■ GESTELDE OPDRACHT 1 ■
Typ de volledige tekst over de gebedsdag voor priesterroepingen hieronder letterlijk over.

■ GETOONDE TEKST ■
Priesterroepingen centraal tijdens gebedsdag
De Diocesane Roepingenraad van het Aartsbisdom Utrecht organiseert tijdens het Jaar van de Eucharistie (t/m 22 november 2020) zes keer een ‘Gebedsdag voor priesterroepingen’. Daarmee wordt extra aandacht gevraagd voor de roeping tot het priesterschap. Kardinaal Eijk, mgr. Hoogenboom en mgr. Woorts zijn afwisselend hoofdcelebrant tijdens de vieringen. De eerste gebedsdag was op 4 januari in de Gerardus Majellakerk te Utrecht met kardinaal Eijk.
De aartsbisschop van Utrecht benadrukte in zijn welkomstwoord tijdens deze gebedsdag dat priesters voor de viering van de Eucharistie onontbeerlijk zijn. “Daarom bidden wij in dit Jaar van de Eucharistie dat de Heer van de oogst mannen roept tot het priesterschap. Wij bidden dat wij vooral heilige priesters mogen hebben, die in onze parochies en religieuze gemeenschappen voor ons de Eucharistie kunnen celebreren en ervoor zorgen dat wij in dit sacrament de Heer onder de gedaante van brood en wijn persoonlijk kunnen ontmoeten, ontvangen en aanbidden.”

■ GEGEVENSSET ■

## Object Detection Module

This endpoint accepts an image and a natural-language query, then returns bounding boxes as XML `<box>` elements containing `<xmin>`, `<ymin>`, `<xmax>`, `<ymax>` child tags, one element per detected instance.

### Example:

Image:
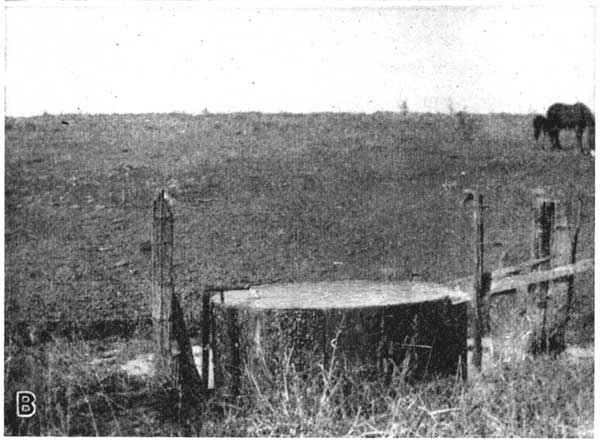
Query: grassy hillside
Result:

■ GESTELDE OPDRACHT 2 ■
Herhaal alle regels van de records hierboven letterlijk en laat de afbeeldingen daarbij weg.

■ JUISTE UITVOER 1 ■
Priesterroepingen centraal tijdens gebedsdag
De Diocesane Roepingenraad van het Aartsbisdom Utrecht organiseert tijdens het Jaar van de Eucharistie (t/m 22 november 2020) zes keer een ‘Gebedsdag voor priesterroepingen’. Daarmee wordt extra aandacht gevraagd voor de roeping tot het priesterschap. Kardinaal Eijk, mgr. Hoogenboom en mgr. Woorts zijn afwisselend hoofdcelebrant tijdens de vieringen. De eerste gebedsdag was op 4 januari in de Gerardus Majellakerk te Utrecht met kardinaal Eijk.
De aartsbisschop van Utrecht benadrukte in zijn welkomstwoord tijdens deze gebedsdag dat priesters voor de viering van de Eucharistie onontbeerlijk zijn. “Daarom bidden wij in dit Jaar van de Eucharistie dat de Heer van de oogst mannen roept tot het priesterschap. Wij bidden dat wij vooral heilige priesters mogen hebben, die in onze parochies en religieuze gemeenschappen voor ons de Eucharistie kunnen celebreren en ervoor zorgen dat wij in dit sacrament de Heer onder de gedaante van brood en wijn persoonlijk kunnen ontmoeten, ontvangen en aanbidden.”

■ JUISTE UITVOER 2 ■
## Object Detection Module

This endpoint accepts an image and a natural-language query, then returns bounding boxes as XML `<box>` elements containing `<xmin>`, `<ymin>`, `<xmax>`, `<ymax>` child tags, one element per detected instance.

### Example:

Image:
Query: grassy hillside
Result:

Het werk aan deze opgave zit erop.